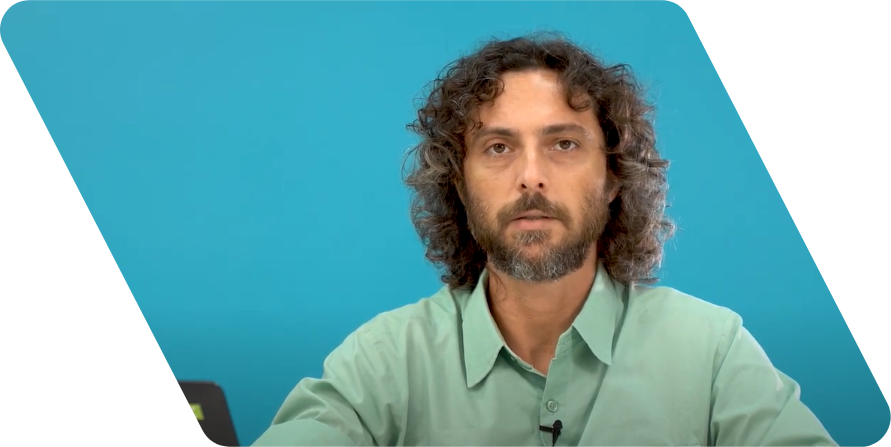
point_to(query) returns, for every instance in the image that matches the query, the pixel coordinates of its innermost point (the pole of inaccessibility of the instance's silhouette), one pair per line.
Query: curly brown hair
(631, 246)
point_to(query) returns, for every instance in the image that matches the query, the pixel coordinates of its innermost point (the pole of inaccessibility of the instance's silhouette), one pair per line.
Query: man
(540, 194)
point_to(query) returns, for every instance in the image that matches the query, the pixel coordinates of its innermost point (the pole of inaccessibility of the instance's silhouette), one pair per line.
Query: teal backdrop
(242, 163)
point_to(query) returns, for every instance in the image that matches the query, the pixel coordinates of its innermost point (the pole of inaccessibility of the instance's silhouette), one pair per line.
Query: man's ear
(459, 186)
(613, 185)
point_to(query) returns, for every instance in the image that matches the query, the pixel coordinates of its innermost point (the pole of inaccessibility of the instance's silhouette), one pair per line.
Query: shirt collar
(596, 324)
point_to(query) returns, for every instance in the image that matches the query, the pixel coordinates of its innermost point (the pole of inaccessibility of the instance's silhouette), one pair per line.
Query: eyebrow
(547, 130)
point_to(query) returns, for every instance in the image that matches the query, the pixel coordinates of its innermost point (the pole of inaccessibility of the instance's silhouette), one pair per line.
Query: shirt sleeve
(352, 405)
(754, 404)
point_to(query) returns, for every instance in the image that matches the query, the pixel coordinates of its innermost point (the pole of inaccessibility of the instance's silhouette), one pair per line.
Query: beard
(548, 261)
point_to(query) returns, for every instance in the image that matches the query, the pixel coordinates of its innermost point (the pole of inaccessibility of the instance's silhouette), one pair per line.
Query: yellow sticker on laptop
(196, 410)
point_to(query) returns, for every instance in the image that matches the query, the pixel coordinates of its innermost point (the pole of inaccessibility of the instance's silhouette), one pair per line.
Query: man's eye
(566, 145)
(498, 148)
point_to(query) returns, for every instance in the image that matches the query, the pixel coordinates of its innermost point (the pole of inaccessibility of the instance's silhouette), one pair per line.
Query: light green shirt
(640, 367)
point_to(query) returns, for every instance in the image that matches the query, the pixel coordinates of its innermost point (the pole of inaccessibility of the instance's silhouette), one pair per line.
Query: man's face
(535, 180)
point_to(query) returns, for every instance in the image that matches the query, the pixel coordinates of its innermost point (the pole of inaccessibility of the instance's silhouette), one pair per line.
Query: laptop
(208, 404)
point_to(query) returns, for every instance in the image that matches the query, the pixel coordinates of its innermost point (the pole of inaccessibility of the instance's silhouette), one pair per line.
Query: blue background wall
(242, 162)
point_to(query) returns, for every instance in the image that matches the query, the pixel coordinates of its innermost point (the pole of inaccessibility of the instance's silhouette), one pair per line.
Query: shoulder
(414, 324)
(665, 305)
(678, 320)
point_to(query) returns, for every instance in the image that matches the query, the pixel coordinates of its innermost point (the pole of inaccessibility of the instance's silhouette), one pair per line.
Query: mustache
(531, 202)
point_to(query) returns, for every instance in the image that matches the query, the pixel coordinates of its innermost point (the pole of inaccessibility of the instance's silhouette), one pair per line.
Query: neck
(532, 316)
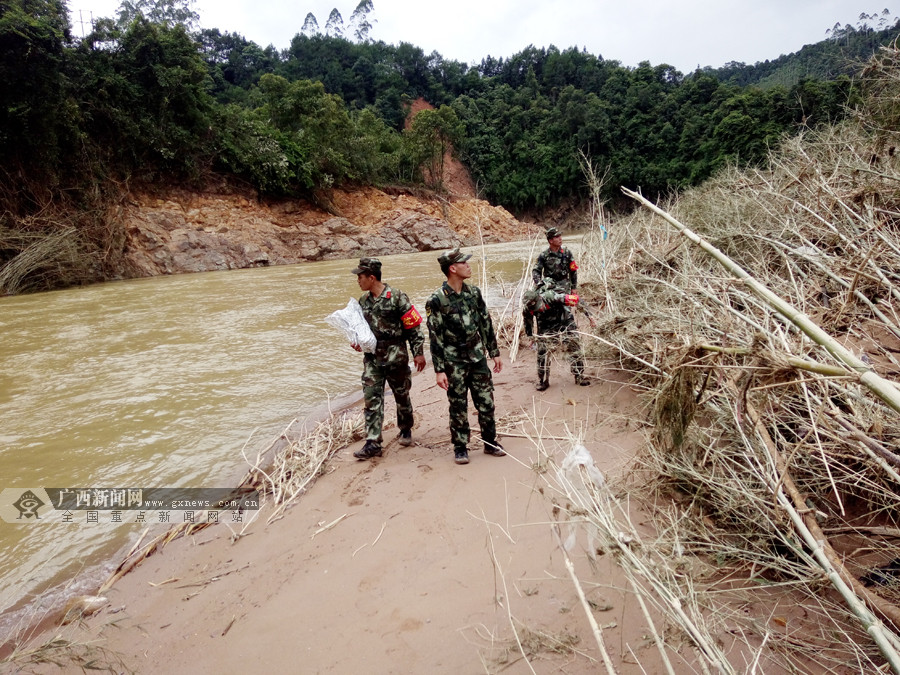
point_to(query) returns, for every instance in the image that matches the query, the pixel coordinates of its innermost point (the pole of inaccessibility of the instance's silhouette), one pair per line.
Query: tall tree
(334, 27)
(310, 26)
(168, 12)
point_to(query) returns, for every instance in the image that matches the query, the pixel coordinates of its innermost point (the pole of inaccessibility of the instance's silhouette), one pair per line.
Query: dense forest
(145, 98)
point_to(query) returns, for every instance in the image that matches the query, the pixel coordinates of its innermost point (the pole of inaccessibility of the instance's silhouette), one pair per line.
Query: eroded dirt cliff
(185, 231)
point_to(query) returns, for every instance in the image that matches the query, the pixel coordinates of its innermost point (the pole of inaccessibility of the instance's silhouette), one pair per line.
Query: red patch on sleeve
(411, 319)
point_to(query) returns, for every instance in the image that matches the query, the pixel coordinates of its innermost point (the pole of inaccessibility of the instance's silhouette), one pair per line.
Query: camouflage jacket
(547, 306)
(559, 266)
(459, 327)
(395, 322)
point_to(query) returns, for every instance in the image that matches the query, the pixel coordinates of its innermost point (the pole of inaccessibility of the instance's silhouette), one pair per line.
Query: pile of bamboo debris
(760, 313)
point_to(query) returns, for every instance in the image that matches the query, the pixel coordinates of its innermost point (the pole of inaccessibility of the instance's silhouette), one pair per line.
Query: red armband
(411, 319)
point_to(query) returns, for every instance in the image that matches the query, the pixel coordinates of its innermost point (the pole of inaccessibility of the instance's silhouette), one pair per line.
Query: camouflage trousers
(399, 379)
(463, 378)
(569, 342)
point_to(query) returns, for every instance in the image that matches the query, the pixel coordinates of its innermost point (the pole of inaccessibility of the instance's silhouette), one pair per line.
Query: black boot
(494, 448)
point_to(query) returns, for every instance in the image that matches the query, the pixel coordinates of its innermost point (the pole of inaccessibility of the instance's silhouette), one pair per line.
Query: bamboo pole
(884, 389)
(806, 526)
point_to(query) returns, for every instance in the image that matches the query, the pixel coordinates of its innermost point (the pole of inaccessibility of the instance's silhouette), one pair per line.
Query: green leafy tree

--

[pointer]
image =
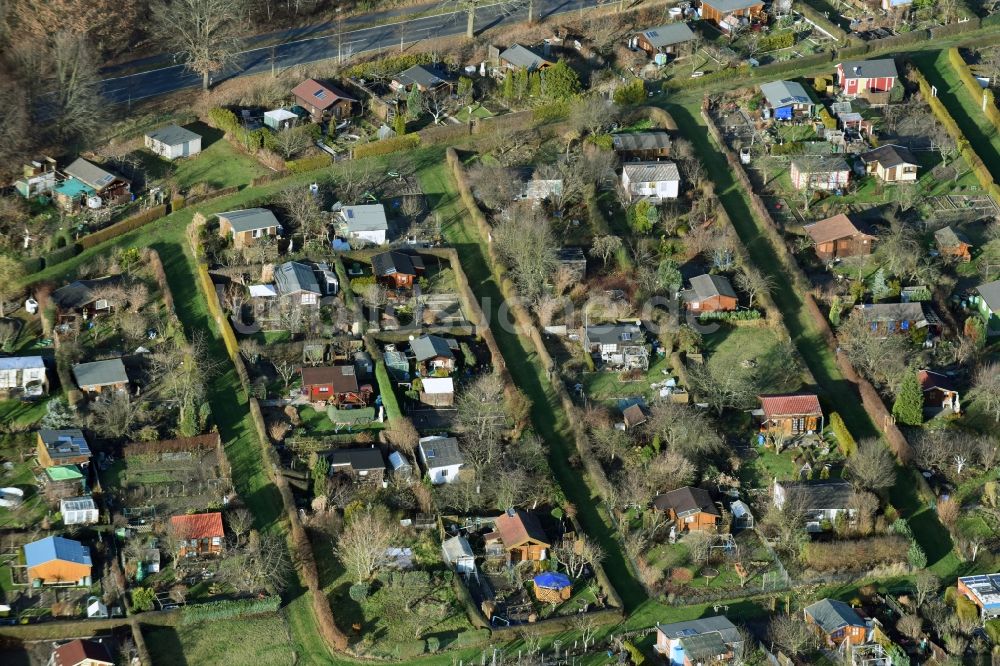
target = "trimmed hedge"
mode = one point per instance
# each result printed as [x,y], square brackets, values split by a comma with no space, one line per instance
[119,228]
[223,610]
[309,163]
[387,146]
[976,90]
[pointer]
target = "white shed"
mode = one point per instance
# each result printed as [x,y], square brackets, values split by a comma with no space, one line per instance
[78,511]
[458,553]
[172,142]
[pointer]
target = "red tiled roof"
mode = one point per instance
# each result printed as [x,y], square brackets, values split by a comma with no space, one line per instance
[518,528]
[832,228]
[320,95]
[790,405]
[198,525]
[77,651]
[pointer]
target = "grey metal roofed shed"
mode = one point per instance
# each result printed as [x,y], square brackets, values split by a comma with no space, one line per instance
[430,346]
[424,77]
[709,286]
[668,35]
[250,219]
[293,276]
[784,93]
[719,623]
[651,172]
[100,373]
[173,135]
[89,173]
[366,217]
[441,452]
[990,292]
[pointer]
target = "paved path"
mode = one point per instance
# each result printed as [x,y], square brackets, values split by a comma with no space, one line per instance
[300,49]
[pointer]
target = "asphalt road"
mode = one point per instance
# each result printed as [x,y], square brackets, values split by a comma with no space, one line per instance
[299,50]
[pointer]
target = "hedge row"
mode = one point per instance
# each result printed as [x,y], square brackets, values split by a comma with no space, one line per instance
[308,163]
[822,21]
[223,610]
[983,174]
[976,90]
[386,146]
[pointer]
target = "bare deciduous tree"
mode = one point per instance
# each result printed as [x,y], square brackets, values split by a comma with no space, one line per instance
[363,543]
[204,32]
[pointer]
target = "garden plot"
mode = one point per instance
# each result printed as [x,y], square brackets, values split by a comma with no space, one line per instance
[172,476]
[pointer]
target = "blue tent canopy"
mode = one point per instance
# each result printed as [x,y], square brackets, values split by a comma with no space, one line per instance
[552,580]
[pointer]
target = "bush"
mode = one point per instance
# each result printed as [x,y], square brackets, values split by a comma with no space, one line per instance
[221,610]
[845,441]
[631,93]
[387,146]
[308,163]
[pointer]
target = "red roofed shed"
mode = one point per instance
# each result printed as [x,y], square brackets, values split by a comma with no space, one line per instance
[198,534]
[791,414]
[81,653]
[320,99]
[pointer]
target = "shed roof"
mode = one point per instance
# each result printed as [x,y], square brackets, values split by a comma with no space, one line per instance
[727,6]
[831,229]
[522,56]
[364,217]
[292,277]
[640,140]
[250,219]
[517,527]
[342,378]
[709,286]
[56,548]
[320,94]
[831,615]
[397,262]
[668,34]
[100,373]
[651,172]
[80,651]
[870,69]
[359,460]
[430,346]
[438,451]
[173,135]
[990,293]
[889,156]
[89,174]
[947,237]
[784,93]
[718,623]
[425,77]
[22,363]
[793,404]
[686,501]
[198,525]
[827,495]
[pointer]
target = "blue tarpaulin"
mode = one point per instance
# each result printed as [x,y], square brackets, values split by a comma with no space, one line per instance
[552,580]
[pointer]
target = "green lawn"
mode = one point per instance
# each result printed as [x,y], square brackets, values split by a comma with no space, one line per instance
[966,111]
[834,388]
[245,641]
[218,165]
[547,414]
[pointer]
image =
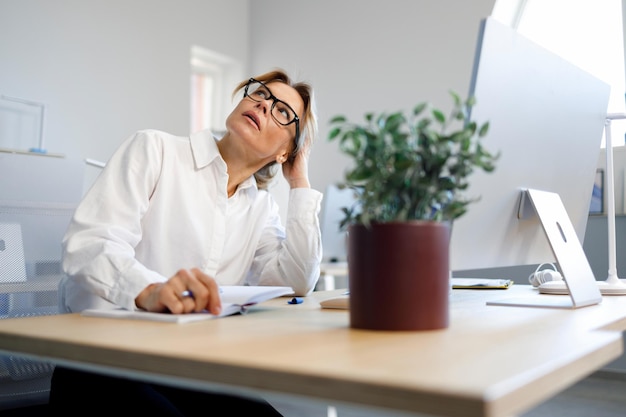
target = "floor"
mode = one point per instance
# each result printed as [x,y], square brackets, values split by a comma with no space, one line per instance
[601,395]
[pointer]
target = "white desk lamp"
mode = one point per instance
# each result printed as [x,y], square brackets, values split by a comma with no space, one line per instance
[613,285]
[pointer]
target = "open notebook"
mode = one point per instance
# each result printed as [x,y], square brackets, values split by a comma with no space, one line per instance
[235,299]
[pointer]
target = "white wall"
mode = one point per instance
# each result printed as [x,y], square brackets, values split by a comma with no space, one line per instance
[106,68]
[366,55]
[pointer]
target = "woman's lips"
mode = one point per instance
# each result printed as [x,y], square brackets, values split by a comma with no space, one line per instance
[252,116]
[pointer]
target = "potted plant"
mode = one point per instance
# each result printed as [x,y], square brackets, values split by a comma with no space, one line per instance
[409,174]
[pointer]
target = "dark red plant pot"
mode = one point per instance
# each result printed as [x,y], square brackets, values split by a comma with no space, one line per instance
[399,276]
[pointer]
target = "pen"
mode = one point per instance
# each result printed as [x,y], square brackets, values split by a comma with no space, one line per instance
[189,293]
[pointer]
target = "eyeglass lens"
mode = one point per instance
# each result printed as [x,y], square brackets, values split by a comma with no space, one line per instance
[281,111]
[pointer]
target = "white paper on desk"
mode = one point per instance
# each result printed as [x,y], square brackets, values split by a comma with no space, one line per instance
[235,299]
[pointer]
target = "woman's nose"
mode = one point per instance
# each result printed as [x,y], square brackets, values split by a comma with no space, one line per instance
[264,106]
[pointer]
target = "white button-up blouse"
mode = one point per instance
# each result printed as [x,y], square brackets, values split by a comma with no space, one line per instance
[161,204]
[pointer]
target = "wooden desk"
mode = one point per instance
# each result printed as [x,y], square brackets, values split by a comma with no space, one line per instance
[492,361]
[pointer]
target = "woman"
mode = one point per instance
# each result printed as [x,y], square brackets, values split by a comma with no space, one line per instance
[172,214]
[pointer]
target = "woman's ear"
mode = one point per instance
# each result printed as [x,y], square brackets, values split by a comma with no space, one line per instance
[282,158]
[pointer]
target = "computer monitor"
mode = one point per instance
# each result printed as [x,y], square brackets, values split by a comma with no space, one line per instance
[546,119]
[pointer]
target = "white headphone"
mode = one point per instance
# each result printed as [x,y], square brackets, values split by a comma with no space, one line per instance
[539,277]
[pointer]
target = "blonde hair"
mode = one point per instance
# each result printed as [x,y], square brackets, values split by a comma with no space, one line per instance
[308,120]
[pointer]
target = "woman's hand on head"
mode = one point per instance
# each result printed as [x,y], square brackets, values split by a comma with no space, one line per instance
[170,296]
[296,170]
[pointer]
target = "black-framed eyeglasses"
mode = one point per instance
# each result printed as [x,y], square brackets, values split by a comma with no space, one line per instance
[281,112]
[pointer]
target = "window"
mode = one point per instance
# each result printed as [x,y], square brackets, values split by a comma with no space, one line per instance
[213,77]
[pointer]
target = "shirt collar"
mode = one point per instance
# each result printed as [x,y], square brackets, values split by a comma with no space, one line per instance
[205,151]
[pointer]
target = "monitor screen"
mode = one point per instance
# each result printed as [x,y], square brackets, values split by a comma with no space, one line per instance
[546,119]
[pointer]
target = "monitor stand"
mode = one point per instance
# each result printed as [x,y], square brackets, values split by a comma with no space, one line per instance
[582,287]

- _What is required_
Find the word "woman" in the listing above. Copy each line where it appears.

- _Response to this task_
target = "woman's lips"
target = "woman's nose"
target = "woman"
target = "woman's ear"
target = "woman's hand on head"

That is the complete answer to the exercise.